## Instructions to follow
Rewrite the part of the listing below that opens with the line containing "trace the outline of every instance of the red-edged" and closes with the line containing "232 4 L 241" as a JSON list of strings, one string per line, leaving out blank lines. Include both end lines and nothing beyond them.

Segmentation labeling items:
Start

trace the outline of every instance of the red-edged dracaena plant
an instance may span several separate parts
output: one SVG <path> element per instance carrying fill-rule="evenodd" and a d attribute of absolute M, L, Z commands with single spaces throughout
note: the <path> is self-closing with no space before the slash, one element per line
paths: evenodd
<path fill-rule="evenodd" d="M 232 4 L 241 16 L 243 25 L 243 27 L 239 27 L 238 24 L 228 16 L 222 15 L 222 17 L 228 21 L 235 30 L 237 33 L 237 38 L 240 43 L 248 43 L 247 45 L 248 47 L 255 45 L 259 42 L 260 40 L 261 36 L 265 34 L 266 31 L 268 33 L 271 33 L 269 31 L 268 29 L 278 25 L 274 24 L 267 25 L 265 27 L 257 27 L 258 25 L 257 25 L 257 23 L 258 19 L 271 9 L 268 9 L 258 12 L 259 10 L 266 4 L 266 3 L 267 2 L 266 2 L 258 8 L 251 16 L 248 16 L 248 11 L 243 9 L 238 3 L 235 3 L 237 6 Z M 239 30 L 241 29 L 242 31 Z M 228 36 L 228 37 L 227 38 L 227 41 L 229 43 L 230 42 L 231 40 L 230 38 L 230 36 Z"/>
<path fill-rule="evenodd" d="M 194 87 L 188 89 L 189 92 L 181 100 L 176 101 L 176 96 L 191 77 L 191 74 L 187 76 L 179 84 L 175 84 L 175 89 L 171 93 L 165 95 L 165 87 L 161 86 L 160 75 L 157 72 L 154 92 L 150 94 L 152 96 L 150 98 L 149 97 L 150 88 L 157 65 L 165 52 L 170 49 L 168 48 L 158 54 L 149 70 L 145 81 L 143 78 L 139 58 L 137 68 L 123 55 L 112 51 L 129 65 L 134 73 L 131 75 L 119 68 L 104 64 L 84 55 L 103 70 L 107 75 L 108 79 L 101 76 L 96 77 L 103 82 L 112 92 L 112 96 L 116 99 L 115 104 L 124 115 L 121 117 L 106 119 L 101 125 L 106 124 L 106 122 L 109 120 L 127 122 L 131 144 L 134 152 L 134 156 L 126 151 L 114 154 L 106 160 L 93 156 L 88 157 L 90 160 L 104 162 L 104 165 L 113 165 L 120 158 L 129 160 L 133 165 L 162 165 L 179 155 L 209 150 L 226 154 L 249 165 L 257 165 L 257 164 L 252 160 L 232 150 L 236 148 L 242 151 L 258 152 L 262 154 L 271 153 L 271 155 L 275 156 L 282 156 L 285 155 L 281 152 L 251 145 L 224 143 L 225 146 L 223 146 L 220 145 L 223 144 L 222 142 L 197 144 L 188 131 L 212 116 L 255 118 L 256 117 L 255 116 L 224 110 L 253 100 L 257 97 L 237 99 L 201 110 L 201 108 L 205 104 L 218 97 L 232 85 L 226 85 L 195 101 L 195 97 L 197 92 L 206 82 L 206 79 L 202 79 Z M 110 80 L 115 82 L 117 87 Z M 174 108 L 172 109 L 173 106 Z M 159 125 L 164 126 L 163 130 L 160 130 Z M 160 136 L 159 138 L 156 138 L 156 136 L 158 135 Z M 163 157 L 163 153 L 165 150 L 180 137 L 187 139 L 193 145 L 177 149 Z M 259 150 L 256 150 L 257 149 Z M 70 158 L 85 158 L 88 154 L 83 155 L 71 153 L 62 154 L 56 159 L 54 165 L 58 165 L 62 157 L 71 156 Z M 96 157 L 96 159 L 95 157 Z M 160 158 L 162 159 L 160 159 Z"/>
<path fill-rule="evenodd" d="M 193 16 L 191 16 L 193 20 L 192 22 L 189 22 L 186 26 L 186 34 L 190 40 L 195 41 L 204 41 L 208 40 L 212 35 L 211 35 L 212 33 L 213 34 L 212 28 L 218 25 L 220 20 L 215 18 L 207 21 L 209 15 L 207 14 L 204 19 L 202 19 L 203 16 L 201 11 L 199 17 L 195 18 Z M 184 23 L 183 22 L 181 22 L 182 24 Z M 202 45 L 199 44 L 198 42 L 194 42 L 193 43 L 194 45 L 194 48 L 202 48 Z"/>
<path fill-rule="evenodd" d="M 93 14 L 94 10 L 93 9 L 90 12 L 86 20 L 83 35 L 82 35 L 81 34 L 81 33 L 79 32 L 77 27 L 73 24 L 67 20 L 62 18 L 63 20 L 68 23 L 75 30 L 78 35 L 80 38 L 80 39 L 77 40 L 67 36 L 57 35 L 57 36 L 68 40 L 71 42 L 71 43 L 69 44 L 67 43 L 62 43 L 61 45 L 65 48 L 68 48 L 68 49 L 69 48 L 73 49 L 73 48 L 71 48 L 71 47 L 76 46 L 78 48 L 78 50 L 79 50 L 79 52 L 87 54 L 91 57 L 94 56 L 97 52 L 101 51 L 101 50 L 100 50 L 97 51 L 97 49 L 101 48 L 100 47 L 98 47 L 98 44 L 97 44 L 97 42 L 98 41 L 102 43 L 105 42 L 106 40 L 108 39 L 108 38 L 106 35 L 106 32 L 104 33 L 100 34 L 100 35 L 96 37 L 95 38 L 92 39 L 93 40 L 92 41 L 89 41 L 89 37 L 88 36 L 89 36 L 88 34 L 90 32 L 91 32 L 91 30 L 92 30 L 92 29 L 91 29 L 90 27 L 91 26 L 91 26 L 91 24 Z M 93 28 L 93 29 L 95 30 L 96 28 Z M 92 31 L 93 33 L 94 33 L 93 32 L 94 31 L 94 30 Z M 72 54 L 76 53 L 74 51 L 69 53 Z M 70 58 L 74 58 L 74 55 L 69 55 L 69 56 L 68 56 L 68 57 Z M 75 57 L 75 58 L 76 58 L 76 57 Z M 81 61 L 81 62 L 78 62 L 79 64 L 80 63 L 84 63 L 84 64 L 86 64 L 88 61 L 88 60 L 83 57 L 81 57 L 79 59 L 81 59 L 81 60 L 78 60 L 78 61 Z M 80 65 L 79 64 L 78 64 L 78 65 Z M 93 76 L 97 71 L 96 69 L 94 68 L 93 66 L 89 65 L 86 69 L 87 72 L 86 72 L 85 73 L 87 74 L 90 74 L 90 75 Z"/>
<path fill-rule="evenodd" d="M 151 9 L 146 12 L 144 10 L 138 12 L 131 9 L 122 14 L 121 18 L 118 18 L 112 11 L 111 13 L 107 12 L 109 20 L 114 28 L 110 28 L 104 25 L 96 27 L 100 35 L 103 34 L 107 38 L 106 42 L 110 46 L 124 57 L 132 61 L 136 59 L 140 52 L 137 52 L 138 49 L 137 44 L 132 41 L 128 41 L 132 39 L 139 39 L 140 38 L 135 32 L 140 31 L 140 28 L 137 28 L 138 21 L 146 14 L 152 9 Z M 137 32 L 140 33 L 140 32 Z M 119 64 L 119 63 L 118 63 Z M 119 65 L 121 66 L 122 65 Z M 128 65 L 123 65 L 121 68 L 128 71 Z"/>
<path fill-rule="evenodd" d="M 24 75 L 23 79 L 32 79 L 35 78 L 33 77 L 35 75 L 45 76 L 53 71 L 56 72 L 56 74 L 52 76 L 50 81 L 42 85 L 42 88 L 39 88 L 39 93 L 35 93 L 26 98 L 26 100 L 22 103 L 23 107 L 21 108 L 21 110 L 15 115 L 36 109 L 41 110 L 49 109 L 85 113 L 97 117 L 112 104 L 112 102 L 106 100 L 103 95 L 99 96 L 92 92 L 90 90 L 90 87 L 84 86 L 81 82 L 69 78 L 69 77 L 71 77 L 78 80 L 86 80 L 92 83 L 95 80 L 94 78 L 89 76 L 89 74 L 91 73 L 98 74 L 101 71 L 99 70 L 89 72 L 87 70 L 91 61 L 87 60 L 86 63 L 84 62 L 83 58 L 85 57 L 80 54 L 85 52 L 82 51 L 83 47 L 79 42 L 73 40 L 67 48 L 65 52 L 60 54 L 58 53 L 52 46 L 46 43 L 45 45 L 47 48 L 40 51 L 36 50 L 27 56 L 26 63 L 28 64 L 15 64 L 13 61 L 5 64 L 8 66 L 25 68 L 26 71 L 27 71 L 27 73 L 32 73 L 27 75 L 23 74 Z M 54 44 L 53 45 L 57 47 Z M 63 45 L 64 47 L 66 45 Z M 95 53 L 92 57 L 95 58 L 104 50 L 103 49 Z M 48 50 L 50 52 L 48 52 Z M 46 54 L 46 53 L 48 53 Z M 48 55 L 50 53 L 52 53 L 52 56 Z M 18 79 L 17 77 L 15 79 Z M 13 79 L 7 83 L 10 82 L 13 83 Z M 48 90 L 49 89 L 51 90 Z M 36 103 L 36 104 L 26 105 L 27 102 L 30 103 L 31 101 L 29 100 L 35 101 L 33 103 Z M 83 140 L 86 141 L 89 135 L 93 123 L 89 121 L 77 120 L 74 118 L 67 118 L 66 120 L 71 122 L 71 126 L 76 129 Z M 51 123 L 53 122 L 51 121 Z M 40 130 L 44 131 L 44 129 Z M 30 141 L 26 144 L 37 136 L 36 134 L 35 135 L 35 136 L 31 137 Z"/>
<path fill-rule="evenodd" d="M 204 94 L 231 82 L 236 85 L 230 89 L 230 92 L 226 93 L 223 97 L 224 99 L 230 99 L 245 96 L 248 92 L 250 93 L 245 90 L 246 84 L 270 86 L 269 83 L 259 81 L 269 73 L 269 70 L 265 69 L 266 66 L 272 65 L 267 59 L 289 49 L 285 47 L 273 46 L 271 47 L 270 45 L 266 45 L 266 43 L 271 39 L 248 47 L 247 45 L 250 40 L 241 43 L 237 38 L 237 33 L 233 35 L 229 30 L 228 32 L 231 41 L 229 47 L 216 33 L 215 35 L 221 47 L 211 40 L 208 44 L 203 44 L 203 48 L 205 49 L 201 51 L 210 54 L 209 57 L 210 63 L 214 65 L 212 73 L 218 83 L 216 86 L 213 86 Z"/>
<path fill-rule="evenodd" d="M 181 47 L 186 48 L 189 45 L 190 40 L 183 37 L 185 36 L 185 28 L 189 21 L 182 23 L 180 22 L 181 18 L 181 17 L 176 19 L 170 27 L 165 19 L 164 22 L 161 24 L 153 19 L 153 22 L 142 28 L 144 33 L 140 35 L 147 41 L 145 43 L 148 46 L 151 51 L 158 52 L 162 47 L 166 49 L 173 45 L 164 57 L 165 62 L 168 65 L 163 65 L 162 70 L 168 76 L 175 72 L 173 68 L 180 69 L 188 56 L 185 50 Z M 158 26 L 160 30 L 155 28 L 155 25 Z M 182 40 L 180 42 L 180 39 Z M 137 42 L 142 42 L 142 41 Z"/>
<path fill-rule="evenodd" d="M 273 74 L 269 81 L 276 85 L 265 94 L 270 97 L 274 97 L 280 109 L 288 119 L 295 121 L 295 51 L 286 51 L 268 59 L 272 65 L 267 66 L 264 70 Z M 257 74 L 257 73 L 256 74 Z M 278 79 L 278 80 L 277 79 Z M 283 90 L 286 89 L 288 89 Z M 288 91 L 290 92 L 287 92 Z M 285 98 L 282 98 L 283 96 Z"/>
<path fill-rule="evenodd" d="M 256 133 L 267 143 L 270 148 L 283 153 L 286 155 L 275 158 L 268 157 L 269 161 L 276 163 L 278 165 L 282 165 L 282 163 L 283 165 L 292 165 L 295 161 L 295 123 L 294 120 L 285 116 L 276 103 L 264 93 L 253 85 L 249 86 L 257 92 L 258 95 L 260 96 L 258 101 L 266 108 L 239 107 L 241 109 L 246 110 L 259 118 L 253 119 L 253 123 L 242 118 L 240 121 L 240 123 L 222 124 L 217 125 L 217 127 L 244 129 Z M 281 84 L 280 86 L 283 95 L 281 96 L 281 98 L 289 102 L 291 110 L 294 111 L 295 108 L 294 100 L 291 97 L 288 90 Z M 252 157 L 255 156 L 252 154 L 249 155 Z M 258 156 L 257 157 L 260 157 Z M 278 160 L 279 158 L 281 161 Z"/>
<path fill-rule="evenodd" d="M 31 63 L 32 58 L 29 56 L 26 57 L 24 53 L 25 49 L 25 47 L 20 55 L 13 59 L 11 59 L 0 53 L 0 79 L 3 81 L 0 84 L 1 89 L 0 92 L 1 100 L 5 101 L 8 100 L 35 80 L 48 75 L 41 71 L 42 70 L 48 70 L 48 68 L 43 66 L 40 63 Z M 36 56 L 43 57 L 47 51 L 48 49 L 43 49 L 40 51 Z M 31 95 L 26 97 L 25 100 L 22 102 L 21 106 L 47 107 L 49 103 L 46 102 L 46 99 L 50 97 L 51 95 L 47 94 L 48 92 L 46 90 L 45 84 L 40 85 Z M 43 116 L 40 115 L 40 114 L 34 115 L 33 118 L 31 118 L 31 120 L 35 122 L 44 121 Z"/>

End
Start

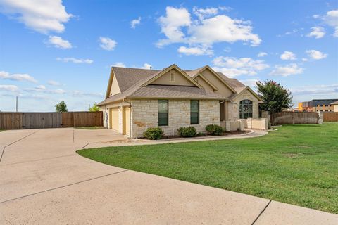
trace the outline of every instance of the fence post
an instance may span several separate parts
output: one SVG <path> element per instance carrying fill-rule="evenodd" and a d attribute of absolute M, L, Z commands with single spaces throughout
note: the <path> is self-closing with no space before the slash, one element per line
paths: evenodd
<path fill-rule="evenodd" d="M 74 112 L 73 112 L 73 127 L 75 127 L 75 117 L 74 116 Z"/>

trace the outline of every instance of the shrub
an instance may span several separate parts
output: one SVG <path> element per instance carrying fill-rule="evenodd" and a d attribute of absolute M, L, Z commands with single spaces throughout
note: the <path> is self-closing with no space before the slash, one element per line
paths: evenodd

End

## Full solution
[
  "trace the outline of every instance of the red-edged dracaena plant",
  "an instance may span several separate parts",
  "output: one SVG <path> element per instance carrying fill-rule=\"evenodd\" and a d attribute of absolute M, L, Z commands with single spaces throughout",
  "note: the <path> is self-closing with no space before the slash, one element per line",
  "paths: evenodd",
  "<path fill-rule=\"evenodd\" d=\"M 232 4 L 241 16 L 243 25 L 243 27 L 239 27 L 238 24 L 228 16 L 222 15 L 222 17 L 228 21 L 235 30 L 237 33 L 237 38 L 240 43 L 248 43 L 247 45 L 248 47 L 255 45 L 259 42 L 260 40 L 261 36 L 265 34 L 266 31 L 268 33 L 271 33 L 269 31 L 268 29 L 278 25 L 274 24 L 267 25 L 265 27 L 257 27 L 258 25 L 257 25 L 257 23 L 258 19 L 271 9 L 268 9 L 258 12 L 259 10 L 266 4 L 266 3 L 267 2 L 266 2 L 258 8 L 251 16 L 248 16 L 248 11 L 243 9 L 238 3 L 235 3 L 237 6 Z M 239 30 L 241 29 L 242 31 Z M 228 36 L 228 37 L 227 38 L 227 41 L 229 43 L 230 42 L 231 40 L 230 38 L 230 36 Z\"/>"
]